Custom text pre-processing saved in Tensorflow model-CodePudding

How to write custom text pre-processing that could be saved as part of a model?

Suppose that I would like to have two features:

auto-correct string input with some function. Words might change after this operation
do query expansion of string input, such that outcome text/tokens might contain few additional words(for which weights would be trained).

Something like this:

fli to London -> Fly to London
fly to London -> Fly to London loc_city

-> this token would need to be in vocabulary in advance, which could be done

After steps 1 and/or 2, feed the result to TextVectorisation / Embedding layer ?

There is standardize callback, but I do not see obvious way of doing that with existing tf.string operations.

[Location identification records]
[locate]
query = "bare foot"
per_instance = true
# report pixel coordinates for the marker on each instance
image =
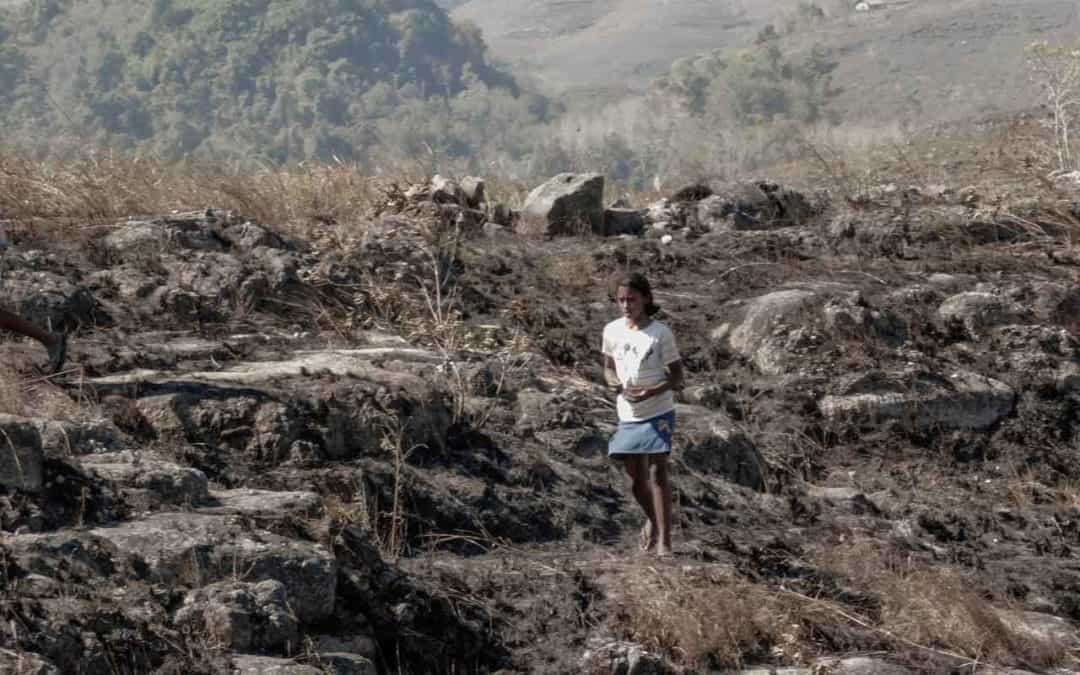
(647, 538)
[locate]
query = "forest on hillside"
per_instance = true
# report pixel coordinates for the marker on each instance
(385, 83)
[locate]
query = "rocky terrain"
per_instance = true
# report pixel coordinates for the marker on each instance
(376, 443)
(615, 46)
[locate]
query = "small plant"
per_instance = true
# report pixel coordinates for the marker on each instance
(1055, 70)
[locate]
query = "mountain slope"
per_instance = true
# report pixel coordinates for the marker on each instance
(288, 79)
(921, 57)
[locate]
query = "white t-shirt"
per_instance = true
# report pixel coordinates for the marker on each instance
(640, 360)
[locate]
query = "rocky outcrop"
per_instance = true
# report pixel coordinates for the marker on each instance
(715, 446)
(252, 618)
(566, 204)
(972, 313)
(22, 460)
(766, 322)
(920, 401)
(194, 550)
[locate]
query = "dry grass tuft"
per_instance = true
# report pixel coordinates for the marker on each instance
(715, 624)
(936, 609)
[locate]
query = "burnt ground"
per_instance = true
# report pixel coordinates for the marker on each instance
(875, 467)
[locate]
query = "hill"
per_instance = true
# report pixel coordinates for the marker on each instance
(918, 57)
(283, 78)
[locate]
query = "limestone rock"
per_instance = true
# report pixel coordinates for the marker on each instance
(962, 401)
(22, 459)
(974, 312)
(134, 239)
(622, 657)
(65, 439)
(248, 235)
(760, 333)
(536, 409)
(446, 191)
(271, 503)
(25, 663)
(1068, 378)
(859, 665)
(247, 664)
(715, 446)
(198, 549)
(474, 191)
(51, 300)
(151, 482)
(345, 663)
(242, 616)
(759, 205)
(1040, 628)
(566, 204)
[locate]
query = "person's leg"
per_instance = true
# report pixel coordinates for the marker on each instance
(637, 468)
(17, 324)
(55, 342)
(661, 495)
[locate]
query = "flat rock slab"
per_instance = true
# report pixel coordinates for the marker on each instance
(245, 617)
(22, 459)
(1041, 628)
(760, 334)
(264, 503)
(963, 400)
(343, 362)
(198, 549)
(154, 481)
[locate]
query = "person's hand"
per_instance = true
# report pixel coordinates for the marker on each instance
(636, 394)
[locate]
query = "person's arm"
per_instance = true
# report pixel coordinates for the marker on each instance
(610, 377)
(674, 382)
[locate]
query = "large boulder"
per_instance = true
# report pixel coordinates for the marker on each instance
(196, 549)
(759, 332)
(926, 401)
(148, 482)
(760, 205)
(567, 204)
(972, 313)
(715, 446)
(244, 617)
(51, 300)
(22, 459)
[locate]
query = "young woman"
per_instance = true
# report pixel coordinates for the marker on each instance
(55, 342)
(643, 367)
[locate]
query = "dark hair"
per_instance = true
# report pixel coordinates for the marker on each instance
(635, 281)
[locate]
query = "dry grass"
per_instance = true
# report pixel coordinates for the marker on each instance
(102, 187)
(936, 609)
(718, 623)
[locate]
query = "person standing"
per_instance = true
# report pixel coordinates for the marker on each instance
(642, 365)
(54, 342)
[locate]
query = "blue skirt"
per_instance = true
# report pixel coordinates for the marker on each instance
(651, 436)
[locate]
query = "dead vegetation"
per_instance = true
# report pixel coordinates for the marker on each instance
(495, 312)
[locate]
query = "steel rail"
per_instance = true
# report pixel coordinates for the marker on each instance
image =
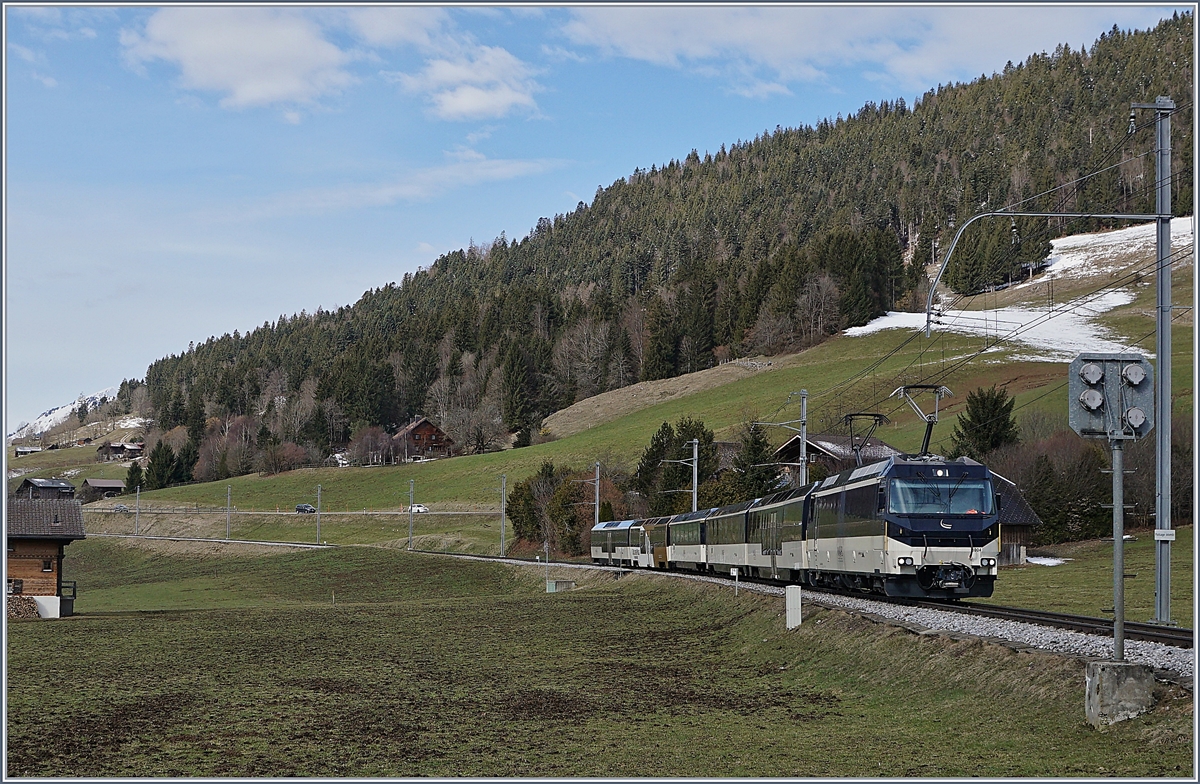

## SHORT EXERCISE 1
In the post on custom text pre-processing in TensorFlow, why does the writer not consider the standardize callback an obvious solution?
## SHORT EXERCISE 2
Pick up the post on custom text pre-processing in TensorFlow immediately after its final sentence and continue it.

## FINAL ANSWER 1
The writer sees no obvious way to perform the auto-correction and query expansion with the existing tf.string operations, which the standardize callback would have to rely on.

## FINAL ANSWER 2
Ideally, there is a callback function / layer which accepts string(or tokens) and maps to another string(or string tokens).

CodePudding user response：

You can get the first character of a string like this:

import tensorflow as tf

class StringLayer(tf.keras.layers.Layer):
  def __init__(self):
    super(StringLayer, self).__init__()

  def call(self, inputs):
    return tf.squeeze(tf.strings.bytes_split(inputs), axis=1).to_tensor()[:, 0]

s = tf.constant([['next_string'], ['some_string']])
layer = StringLayer()
print(layer(s))
# tf.Tensor([b'n' b's'], shape=(2,), dtype=string)